YOUR OBJECTIVE – For every entry that follows, return an identical copy.

INPUT DATA –

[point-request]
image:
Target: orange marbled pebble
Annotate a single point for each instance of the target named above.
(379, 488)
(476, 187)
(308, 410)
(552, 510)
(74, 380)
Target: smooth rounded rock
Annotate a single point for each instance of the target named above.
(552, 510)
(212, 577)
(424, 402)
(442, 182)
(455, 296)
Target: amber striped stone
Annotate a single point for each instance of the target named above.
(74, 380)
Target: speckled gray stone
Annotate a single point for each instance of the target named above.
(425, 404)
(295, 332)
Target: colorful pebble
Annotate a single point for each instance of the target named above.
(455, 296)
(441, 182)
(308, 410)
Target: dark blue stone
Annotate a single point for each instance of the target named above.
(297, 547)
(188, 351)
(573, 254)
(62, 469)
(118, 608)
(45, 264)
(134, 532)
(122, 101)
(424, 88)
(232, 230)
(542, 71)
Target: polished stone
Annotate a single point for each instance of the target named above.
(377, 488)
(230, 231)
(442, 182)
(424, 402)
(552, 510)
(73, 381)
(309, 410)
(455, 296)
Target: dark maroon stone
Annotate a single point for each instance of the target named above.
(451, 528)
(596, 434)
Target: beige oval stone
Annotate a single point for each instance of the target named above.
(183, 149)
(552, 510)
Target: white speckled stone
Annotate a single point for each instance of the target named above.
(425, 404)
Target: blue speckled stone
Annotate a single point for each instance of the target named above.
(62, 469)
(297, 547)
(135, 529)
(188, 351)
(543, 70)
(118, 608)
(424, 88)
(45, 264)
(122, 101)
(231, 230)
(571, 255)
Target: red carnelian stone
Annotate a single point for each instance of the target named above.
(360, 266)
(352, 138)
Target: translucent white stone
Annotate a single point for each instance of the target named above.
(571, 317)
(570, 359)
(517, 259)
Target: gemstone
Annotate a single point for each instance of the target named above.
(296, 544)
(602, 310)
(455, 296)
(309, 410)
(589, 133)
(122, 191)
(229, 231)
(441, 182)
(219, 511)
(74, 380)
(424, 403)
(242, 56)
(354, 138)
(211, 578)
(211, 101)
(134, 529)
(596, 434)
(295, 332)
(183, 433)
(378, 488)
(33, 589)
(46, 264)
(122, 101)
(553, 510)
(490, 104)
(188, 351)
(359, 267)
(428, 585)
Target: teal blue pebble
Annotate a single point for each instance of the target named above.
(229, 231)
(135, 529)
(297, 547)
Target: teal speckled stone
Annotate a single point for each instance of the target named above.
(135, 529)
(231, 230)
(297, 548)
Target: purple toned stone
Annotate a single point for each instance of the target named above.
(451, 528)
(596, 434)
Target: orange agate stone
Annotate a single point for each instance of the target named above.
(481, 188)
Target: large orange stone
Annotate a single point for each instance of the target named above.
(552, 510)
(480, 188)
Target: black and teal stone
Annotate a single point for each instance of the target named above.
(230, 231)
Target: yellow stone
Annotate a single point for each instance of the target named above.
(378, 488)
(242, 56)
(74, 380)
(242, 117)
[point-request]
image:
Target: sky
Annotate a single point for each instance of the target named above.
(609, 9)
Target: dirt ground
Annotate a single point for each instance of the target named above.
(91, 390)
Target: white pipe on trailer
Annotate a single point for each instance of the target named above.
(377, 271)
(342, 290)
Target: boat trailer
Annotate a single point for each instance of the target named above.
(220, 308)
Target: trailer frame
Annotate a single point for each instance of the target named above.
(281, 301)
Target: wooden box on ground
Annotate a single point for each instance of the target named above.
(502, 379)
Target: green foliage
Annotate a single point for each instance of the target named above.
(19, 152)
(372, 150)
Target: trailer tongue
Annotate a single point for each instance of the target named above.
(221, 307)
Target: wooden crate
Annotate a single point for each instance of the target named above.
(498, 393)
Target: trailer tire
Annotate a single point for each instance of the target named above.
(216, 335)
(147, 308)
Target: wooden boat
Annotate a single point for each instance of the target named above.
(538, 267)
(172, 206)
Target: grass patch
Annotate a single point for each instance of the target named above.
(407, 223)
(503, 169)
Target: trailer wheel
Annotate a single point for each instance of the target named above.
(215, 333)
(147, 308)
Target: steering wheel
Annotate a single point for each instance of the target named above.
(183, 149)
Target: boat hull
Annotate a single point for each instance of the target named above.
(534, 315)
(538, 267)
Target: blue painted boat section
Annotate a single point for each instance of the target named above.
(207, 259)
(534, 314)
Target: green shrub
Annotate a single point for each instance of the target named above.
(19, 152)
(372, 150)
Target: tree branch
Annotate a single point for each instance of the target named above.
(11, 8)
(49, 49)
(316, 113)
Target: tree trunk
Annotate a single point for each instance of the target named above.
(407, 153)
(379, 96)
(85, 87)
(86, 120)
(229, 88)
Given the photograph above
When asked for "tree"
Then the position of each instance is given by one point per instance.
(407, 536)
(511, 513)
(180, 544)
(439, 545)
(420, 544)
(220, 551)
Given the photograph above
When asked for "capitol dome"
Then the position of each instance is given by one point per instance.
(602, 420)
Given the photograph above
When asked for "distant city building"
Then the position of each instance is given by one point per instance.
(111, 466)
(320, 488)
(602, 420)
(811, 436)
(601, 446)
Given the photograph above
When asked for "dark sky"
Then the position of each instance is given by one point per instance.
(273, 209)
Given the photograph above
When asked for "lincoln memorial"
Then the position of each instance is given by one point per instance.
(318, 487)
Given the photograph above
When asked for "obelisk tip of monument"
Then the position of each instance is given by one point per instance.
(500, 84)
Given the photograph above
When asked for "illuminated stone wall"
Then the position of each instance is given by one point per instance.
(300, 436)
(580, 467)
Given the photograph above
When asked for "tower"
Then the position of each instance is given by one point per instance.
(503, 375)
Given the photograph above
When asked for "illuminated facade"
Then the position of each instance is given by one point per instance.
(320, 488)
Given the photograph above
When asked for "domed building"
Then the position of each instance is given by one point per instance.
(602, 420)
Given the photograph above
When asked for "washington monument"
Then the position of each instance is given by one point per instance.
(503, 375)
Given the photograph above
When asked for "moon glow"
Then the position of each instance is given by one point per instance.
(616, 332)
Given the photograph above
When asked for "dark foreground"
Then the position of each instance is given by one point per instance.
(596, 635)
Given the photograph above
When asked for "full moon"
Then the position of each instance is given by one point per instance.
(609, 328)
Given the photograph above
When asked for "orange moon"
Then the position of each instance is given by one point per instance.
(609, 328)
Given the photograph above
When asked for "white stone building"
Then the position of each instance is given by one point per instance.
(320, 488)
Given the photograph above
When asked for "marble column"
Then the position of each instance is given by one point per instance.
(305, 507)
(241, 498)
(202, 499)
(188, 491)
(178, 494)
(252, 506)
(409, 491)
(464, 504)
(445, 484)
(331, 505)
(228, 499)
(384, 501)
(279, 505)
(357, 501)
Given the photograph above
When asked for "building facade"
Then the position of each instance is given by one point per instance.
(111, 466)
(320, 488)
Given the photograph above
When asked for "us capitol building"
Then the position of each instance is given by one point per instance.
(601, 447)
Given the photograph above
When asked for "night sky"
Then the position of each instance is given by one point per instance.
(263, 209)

OUTPUT OF THE TASK –
[point-request]
image:
Target: orange marbled pebble
Annotate a single point for each instance of the target named above.
(379, 488)
(476, 187)
(308, 410)
(552, 510)
(74, 380)
Target: smooth rounded rock
Annotate a single point for each instance of the target named above.
(552, 510)
(212, 577)
(424, 402)
(442, 182)
(455, 296)
Target: amber striped stone
Annotate a single point for each instance of the target named above.
(74, 380)
Target: speckled gray stone
Annotate a single point for each instance of the target named above.
(425, 404)
(295, 332)
Target: colorful pebble
Annotate a single point for each instance of the target named above.
(455, 296)
(441, 182)
(308, 410)
Target: dark blue stone
Annotate a single point for each instance of the target named above.
(297, 547)
(188, 351)
(573, 254)
(62, 469)
(118, 608)
(45, 264)
(134, 532)
(122, 101)
(424, 88)
(232, 230)
(542, 71)
Target: polished stone
Annotate a single point for each instance of the target named above.
(377, 488)
(230, 231)
(442, 182)
(424, 402)
(552, 510)
(73, 381)
(309, 410)
(455, 296)
Target: dark maroon stone
Annotate a single point for each instance of the target named above.
(451, 528)
(596, 434)
Target: beige oval stone
Annotate a single point for each instance of the target named above.
(183, 149)
(552, 510)
Target: white speckled stone
Annotate a single point for each instance of the target named above.
(425, 404)
Target: blue speckled stone
Annotate a single point for each instance of the target named above.
(62, 469)
(297, 547)
(135, 529)
(188, 351)
(543, 70)
(118, 608)
(424, 88)
(45, 264)
(122, 101)
(231, 230)
(571, 255)
Target: red carnelian stone
Annotate a single point for each instance of the target named above.
(360, 266)
(352, 138)
Target: translucent white stone
Annotate a single point for each instance of the target named above.
(571, 317)
(570, 359)
(517, 259)
Target: gemstone
Annotate a single point for each instance of the target named above.
(296, 544)
(602, 310)
(455, 296)
(309, 410)
(589, 133)
(122, 191)
(229, 231)
(441, 182)
(219, 511)
(74, 380)
(424, 403)
(242, 56)
(354, 138)
(211, 578)
(211, 101)
(134, 529)
(596, 434)
(295, 332)
(183, 433)
(378, 488)
(33, 589)
(46, 264)
(122, 101)
(553, 510)
(490, 104)
(188, 351)
(359, 267)
(428, 585)
Target: teal blue pebble
Annotate a single point for each instance of the target named above.
(229, 231)
(135, 529)
(297, 547)
Target: teal speckled stone
Annotate a single point for each instance of the target named above.
(135, 529)
(231, 230)
(297, 548)
Target: purple toned stone
Annotate a single point for each instance of the target named above.
(451, 528)
(596, 434)
Target: orange agate stone
Annotate a single point for each instance of the target named above.
(481, 188)
Target: large orange stone
Annotate a single point for each instance of the target named above.
(552, 510)
(480, 188)
Target: black and teal stone
Annotate a single point for each instance of the target named above.
(230, 231)
Target: yellow stone
Annotate a single point for each instance of the target named above.
(378, 488)
(242, 56)
(74, 380)
(242, 117)
[point-request]
image:
Target: sky
Annotate a single point for each instance of the target named above.
(609, 9)
Target: dirt ground
Annotate a single point for each instance of the target named above.
(91, 390)
Target: white pipe on trailer
Annotate a single point for each instance of the target named above.
(377, 271)
(342, 290)
Target: boat trailer
Annotate a single point for each instance of the target named above.
(220, 308)
Target: trailer frame
Annotate a single point for each instance of the target named above.
(281, 301)
Target: wooden box on ground
Annotate a single point for each instance of the target named above.
(502, 379)
Target: green foliage
Annotate a single point for each instance of the target named above.
(19, 152)
(372, 150)
Target: trailer tongue
Annotate a single point for each instance of the target named above.
(221, 307)
Target: wooden crate
Annotate a single point for each instance of the target named above.
(498, 393)
Target: trailer tire
Annotate a single point for each instance of the target named above.
(216, 335)
(147, 308)
Target: wooden boat
Annotate a single point for each instance of the target named above.
(538, 267)
(172, 206)
Target: grass patch
Annotate a single point for each instance of the target named above.
(407, 223)
(503, 169)
Target: trailer wheel
Annotate a single point for each instance of the target named above.
(215, 333)
(147, 308)
Target: steering wheel
Annotate a single point for each instance of the target named above.
(183, 149)
Target: boat hull
Annotate a single point for each instance of the target named above.
(534, 315)
(538, 267)
Target: blue painted boat section
Annotate a single point for each instance of the target named above.
(207, 259)
(534, 314)
Target: green shrub
Annotate a single point for each instance of the target named above.
(19, 152)
(372, 150)
Target: tree branch
Annotate a single point for each instance of the target named above.
(11, 8)
(49, 49)
(316, 113)
Target: tree trunk
Annotate a single point for each instance of the target named above.
(407, 153)
(379, 96)
(85, 87)
(86, 120)
(229, 88)
Given the photograph above
When asked for "tree"
Then the position of each instance is given by one point per instance.
(407, 536)
(511, 513)
(180, 544)
(439, 545)
(420, 544)
(220, 551)
Given the photograph above
When asked for "capitol dome"
Then the position of each instance is given by one point per instance.
(602, 420)
Given the photograph above
When asked for "distant city building"
Then the position of each instance is given by one point per instance.
(111, 466)
(320, 488)
(602, 420)
(811, 436)
(601, 446)
Given the photograph above
When asked for "dark sky"
Then the position of each instance is given by one point per instance.
(273, 209)
Given the photograph above
When asked for "lincoln memorial"
Then the position of each instance is given by one point per instance.
(318, 487)
Given the photograph above
When asked for "obelisk tip of monument"
Then the position of each instance is given by one point per instance.
(500, 84)
Given the photograph above
When asked for "illuminated stone wall"
Then the position of each instance is given by one point per instance.
(300, 436)
(580, 467)
Given the photograph above
When asked for "tower"
Then the position of each instance is given by one point per instance.
(503, 375)
Given the photograph above
When asked for "illuminated facade"
Then the position of each instance is given by one point per instance.
(320, 488)
Given the photograph above
When asked for "domed building"
Then the position of each instance is given by one point per instance.
(602, 420)
Given the photograph above
When asked for "washington monument"
Then the position of each instance is given by one point per instance.
(503, 375)
Given the photograph above
When asked for "moon glow"
Then the position of each instance is given by one point per instance.
(616, 332)
Given the photograph above
When asked for "dark foreground"
Then the position of each instance is given by one point per instance.
(596, 635)
Given the photograph above
When asked for "full moon"
Then the position of each instance is given by one point per instance.
(609, 328)
Given the photograph above
When asked for "orange moon"
Then the position of each instance is given by one point per instance.
(609, 328)
Given the photograph above
When asked for "white stone building"
Then the position of each instance is given by one point per instance.
(320, 488)
Given the photograph above
When asked for "marble column"
Then the position of each instance is given by one point per instance.
(305, 507)
(241, 498)
(202, 499)
(188, 491)
(178, 494)
(252, 506)
(409, 491)
(464, 504)
(445, 484)
(331, 505)
(228, 499)
(384, 501)
(279, 505)
(357, 501)
Given the photograph above
When asked for "building facade"
Then the position of each instance is given by one point per instance.
(111, 466)
(320, 488)
Given the photograph above
When asked for "us capitol building"
Then the position of each instance is given by one point per instance.
(601, 447)
Given the photograph above
When asked for "night sky"
Then the position of each instance is given by one point per instance.
(263, 209)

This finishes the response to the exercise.